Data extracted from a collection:
------------------------------------------------

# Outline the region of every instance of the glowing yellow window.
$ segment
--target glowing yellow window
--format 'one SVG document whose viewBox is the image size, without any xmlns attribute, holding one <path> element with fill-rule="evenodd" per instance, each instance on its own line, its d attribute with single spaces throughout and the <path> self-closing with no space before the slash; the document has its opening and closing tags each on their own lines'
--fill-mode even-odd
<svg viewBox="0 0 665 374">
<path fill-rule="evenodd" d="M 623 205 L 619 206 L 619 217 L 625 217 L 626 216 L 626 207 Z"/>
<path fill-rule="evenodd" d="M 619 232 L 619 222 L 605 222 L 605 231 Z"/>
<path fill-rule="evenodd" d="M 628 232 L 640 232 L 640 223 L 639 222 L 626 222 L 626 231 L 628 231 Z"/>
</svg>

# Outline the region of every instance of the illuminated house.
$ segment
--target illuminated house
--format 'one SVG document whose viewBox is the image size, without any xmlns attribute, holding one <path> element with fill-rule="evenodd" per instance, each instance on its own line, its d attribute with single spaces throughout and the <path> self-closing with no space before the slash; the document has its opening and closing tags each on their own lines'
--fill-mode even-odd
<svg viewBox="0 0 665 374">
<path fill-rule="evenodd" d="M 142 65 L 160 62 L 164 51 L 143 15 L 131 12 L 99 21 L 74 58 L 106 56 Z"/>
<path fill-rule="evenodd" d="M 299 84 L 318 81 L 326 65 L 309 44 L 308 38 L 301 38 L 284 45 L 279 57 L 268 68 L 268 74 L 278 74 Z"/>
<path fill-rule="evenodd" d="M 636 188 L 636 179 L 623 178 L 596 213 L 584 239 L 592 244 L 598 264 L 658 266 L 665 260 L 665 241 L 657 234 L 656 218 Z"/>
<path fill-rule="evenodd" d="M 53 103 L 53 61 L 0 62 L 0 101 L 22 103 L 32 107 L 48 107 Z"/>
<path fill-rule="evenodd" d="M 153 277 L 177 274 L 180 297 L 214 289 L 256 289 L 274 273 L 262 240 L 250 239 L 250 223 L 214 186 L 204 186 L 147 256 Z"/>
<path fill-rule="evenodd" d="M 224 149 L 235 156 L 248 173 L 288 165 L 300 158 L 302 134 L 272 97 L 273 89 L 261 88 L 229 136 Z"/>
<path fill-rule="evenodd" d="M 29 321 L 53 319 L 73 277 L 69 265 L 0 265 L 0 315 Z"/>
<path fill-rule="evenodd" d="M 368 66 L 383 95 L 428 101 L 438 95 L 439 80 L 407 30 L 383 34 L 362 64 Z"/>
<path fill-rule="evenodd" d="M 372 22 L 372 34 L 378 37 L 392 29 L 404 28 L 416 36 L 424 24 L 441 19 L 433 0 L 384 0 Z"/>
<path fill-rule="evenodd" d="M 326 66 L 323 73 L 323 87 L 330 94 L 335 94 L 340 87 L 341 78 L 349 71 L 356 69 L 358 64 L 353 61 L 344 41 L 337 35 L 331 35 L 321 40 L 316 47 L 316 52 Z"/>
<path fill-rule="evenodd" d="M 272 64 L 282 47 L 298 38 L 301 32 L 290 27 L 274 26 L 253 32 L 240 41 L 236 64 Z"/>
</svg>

------------------------------------------------

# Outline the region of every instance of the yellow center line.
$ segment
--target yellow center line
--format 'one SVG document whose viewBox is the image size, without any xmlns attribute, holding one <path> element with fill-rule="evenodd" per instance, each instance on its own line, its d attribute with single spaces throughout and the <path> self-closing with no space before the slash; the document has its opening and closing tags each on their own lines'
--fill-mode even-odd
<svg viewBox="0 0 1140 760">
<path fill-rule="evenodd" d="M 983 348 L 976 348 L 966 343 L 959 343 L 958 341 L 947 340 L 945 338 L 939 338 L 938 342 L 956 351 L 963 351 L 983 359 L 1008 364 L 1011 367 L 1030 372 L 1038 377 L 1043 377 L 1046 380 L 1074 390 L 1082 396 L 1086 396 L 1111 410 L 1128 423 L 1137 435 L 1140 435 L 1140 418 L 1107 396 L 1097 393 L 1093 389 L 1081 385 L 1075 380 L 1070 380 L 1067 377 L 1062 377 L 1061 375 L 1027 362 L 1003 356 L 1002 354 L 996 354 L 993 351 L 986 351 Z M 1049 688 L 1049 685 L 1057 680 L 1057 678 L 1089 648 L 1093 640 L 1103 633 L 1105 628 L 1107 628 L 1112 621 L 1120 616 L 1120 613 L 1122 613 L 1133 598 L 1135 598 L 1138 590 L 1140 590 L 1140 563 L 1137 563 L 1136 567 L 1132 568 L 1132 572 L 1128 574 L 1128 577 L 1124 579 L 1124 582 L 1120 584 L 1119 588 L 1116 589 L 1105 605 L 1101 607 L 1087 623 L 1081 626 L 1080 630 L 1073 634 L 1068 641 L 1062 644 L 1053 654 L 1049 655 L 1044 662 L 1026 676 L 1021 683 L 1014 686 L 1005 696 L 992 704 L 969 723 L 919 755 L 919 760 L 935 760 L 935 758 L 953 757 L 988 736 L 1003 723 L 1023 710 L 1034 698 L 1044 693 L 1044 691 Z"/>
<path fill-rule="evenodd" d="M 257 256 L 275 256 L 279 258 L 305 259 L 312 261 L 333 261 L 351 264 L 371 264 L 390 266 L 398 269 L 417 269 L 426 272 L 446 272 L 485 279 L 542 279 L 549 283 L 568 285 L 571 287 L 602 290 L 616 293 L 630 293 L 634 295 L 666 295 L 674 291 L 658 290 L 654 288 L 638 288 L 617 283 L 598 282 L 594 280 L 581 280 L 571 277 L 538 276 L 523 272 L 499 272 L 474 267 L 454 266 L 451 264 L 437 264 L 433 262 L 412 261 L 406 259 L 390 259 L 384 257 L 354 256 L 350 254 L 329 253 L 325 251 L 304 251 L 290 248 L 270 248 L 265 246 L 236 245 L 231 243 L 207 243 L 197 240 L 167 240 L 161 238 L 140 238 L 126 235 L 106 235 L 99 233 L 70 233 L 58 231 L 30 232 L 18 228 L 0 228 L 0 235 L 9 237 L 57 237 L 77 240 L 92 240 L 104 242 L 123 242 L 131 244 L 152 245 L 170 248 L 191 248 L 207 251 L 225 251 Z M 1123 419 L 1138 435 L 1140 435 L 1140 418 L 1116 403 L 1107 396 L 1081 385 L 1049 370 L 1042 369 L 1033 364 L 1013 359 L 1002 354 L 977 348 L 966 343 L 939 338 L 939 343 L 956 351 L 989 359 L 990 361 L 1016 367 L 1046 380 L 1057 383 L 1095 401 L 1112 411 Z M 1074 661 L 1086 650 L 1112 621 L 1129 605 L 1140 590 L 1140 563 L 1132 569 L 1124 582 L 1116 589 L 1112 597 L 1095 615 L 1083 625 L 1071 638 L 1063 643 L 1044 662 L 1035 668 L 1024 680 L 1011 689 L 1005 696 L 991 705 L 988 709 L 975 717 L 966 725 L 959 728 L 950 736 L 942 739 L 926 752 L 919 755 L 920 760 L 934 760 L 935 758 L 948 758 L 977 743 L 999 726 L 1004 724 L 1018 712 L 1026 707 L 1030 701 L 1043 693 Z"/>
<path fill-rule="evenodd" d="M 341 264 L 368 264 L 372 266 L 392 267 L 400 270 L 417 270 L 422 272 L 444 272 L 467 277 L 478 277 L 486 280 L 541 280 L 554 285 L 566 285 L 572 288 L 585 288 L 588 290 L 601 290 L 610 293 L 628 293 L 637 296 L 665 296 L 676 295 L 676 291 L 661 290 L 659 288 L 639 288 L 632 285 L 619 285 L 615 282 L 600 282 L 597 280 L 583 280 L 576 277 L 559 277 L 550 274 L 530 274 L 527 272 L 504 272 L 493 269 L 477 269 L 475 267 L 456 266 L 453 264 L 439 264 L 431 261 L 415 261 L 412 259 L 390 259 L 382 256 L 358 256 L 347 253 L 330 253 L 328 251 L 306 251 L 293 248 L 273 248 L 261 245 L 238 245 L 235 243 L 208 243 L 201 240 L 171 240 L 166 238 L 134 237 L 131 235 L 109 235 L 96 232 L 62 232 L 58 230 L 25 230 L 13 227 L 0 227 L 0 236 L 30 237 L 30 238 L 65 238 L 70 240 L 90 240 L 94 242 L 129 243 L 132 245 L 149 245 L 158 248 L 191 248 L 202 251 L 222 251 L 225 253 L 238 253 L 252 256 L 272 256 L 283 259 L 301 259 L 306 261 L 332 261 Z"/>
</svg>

------------------------------------------------

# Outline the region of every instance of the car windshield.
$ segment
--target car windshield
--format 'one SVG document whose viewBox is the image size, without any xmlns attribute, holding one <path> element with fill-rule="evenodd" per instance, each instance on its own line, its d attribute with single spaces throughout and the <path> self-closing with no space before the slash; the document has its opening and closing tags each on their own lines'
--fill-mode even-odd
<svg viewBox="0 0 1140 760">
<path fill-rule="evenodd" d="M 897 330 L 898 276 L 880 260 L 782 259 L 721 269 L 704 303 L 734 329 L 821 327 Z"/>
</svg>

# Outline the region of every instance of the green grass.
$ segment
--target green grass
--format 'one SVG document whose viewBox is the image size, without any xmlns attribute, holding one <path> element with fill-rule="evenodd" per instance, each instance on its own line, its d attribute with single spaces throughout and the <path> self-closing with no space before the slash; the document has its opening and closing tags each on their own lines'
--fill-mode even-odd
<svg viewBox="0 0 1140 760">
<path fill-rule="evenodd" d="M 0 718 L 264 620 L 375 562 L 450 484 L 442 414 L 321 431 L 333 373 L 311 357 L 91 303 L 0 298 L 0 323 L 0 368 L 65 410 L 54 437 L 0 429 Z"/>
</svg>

------------------------------------------------

> [Work to be completed]:
When the word "Outline" shows up in a line of the entries, report that line.

> [Solution for this task]:
# Outline the region of every instance of the glowing yellow window.
# Outline the region of every instance of the illuminated house.
# Outline the region of every instance of the yellow center line.
# Outline the region of every instance of the car windshield.
# Outline the region of every instance of the green grass.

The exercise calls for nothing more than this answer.